→ **Passage**

+-------+

I guess so. I do not believe that they are on the same order of magnitude simply because Netware is designed to play a greater role than hosting ERP systems and what-not. Netware is also still being sold today, so they would have long surpassed the installed base of OpenVMS anyway especially considering that mainframe sales are much more low volume/high markup than file/print/application servers are.
Even if OpenVMS had the same amount of market share it’s not apples-to-apples anyway since many Netware servers are going to be exposed to more attacks since they are more likely to be accessible via the Net (especially with remote services like Webaccess and iFolder)
eDirectory is more licensed than any other directory, run by high-profile sites like CNN and Yahoo. I can’t recall any alerts with regards to eDirectory (i’m not saying there haven’t been any)
I guess so. I do not believe that they are on the same order of magnitude simply because Netware is designed to play a greater role than hosting ERP systems and what-not. Netware is also still being sold today, so they would have long surpassed the installed base of OpenVMS anyway especially considering that mainframe sales are much more low volume/high markup than file/print/application servers are.
OpenVMS is still being sold too, what’s your point?
And actually, many of the OpenVMS systems I’ve come into contact with are just as exposed to the internet as your Netware machines. (They run a database and web front-end.)
OpenVMS doesn’t run on mainframes, please get your facts straight, it runs on Vaxen (obsolete but still out in the wild minicomputers), Alpha’s (workstation/server grade PC-style computers), and work is being done an Itanium port.
Im not really sure what the relevance of comparing OpenVMS to Netware is, but I know Netware has an install base somewhere around 5 million. As far as being exposed to the internet, Netware is exposed using market leading open source technologies such as Apache and Tomcat while being secured with Edirectory, PKI, RSA etc.
The only problem with netware is the $.
It is really good, but it costs money.
I wonder why so many people keeps ranting against each other’s OS while I wish I could see, test, use, tweak, squeeze and have them all !
I understand it’s a “networking layer.” It provides “management services and consolidation.” Maybe it’s just me, but I don’t understand all those crazy buzzwords and whatnot. What exactly does netware and zenworks do? My father’s office uses it to share a bunch of accounting applications over his network, but from what i can tell — it just replaces windows’ native file sharing junk. I don’t see it’s purpose at all..

+-------+

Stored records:
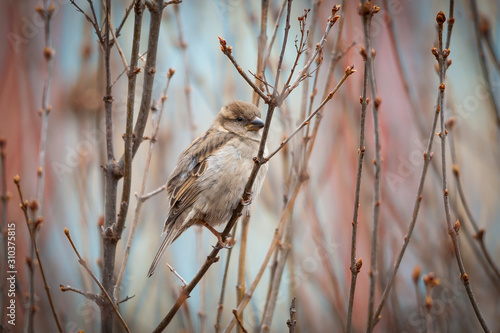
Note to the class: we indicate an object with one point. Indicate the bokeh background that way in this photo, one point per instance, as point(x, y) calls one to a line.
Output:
point(73, 195)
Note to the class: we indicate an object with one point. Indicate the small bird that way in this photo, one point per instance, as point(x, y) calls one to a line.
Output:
point(210, 176)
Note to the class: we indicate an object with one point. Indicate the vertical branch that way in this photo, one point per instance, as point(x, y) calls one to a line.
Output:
point(240, 284)
point(3, 228)
point(367, 12)
point(48, 53)
point(223, 288)
point(355, 266)
point(157, 112)
point(260, 52)
point(32, 227)
point(427, 155)
point(482, 60)
point(128, 139)
point(187, 85)
point(452, 229)
point(110, 187)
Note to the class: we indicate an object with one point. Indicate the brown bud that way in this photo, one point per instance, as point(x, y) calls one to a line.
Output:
point(363, 53)
point(359, 264)
point(48, 53)
point(484, 25)
point(33, 205)
point(170, 72)
point(38, 222)
point(416, 274)
point(480, 234)
point(428, 302)
point(434, 51)
point(365, 9)
point(440, 18)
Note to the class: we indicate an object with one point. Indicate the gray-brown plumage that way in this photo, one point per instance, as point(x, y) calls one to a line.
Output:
point(209, 179)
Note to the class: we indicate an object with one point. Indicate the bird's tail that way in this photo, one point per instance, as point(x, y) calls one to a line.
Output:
point(172, 234)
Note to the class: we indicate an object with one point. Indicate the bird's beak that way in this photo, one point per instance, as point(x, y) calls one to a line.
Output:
point(255, 124)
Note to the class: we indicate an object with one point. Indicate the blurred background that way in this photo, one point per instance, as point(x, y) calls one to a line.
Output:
point(321, 240)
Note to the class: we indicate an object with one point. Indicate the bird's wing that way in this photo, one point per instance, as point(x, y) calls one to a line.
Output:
point(193, 162)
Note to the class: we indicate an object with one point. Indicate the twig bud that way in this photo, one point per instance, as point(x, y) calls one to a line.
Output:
point(440, 18)
point(416, 274)
point(479, 235)
point(48, 53)
point(170, 72)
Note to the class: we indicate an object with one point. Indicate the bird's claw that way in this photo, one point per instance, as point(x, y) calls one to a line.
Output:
point(228, 244)
point(248, 201)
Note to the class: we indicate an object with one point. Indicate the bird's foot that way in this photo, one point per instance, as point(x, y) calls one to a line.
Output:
point(228, 244)
point(247, 201)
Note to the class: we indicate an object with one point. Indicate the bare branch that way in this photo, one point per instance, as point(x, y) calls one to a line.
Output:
point(96, 280)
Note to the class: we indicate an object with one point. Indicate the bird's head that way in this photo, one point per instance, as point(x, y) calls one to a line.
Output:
point(241, 118)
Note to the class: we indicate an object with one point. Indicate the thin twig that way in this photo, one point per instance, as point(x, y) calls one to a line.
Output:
point(120, 52)
point(479, 232)
point(34, 206)
point(260, 49)
point(127, 12)
point(157, 113)
point(91, 296)
point(452, 229)
point(187, 76)
point(292, 322)
point(273, 36)
point(238, 320)
point(150, 194)
point(274, 243)
point(367, 12)
point(3, 226)
point(184, 283)
point(93, 21)
point(240, 283)
point(104, 292)
point(355, 265)
point(427, 155)
point(227, 50)
point(482, 60)
point(349, 70)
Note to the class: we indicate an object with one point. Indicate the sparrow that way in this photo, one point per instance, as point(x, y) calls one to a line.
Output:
point(210, 176)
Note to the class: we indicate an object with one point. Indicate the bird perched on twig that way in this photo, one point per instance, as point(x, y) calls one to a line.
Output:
point(210, 176)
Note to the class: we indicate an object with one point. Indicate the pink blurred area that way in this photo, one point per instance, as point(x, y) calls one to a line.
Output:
point(73, 196)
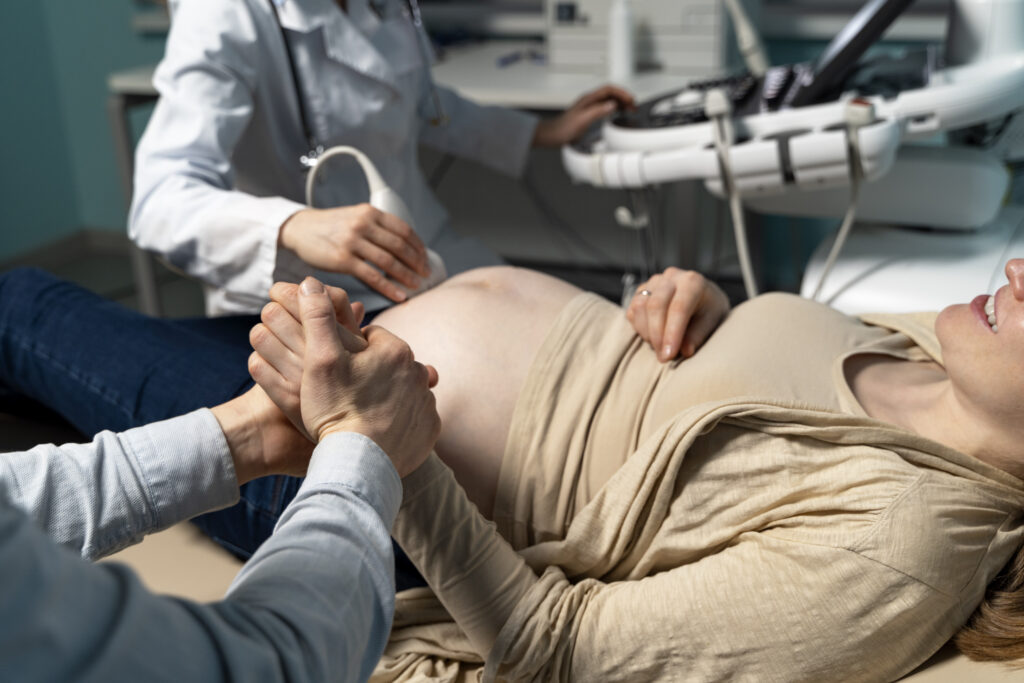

+-------+

→ **Exercise requirements**
Please carry on the Netware and OpenVMS comment thread from its last comment.

→ **Task output**
Strictly speaking, Netware shares files, printers, etc. ZENWorks is remote administration for PCs. Install software, change settings, etc. As well as remote desktop control.
It doesn’t really do anything you can’t do with Linux, but you’d have to write a bunch of custom scripts and open up automatic ssh access to do it all.
You are comparing OpenVMS to NetWare? The similarities are? OpenVMS is a GREAT OS and it definately has its place, if only HP would decide to stop ignoring it (not likely however.)
First of all, NetWare is more like a platform than an OS. It has a bunch of services that are absolutely great, but all of them are written by Novell. Third party applications are very specialized, only recently did they support Apache – did I mention it doesn’t even have true pre-emption (good for well written applications, bad for crappy ones).
I love their new filesystem and its abilities and they have a great printing system. NSS is a fully journaling and highly competant FS with B-Trees and great caching algorithms. Very fast at servicing files, with an excellent security attribute system tied into a central directory, eDirectory.
eDirectory is a wonderful product, we have a tree with so many objects it is dizzying. But, it is certainly not NetWare centric, there are many people who prefer to run it on Linux or Solaris. What is it everyone is so emotional about everything. eDirectory is incredibely scalable and synchronized very quickly (imo.)
Active Directory was a followup technology to eDirectory, (so was iPlanet which os on closer ground with eDirectory) currently AD is a little lacking (come on there trees can’t get large, so we make forests!) but that doesn’t mean it won’t beat the crap out of NDS/eDirectory in the future.
GroupWise is VERY capable but also very fat. nuff said.
ZenWorks is a great system both on the server admin side with trending and network information, but also on the desktop side. It gives you an amazing amount of control over client systems, including registry updates, file updates, appliation installation, remote execution and remote control, etc.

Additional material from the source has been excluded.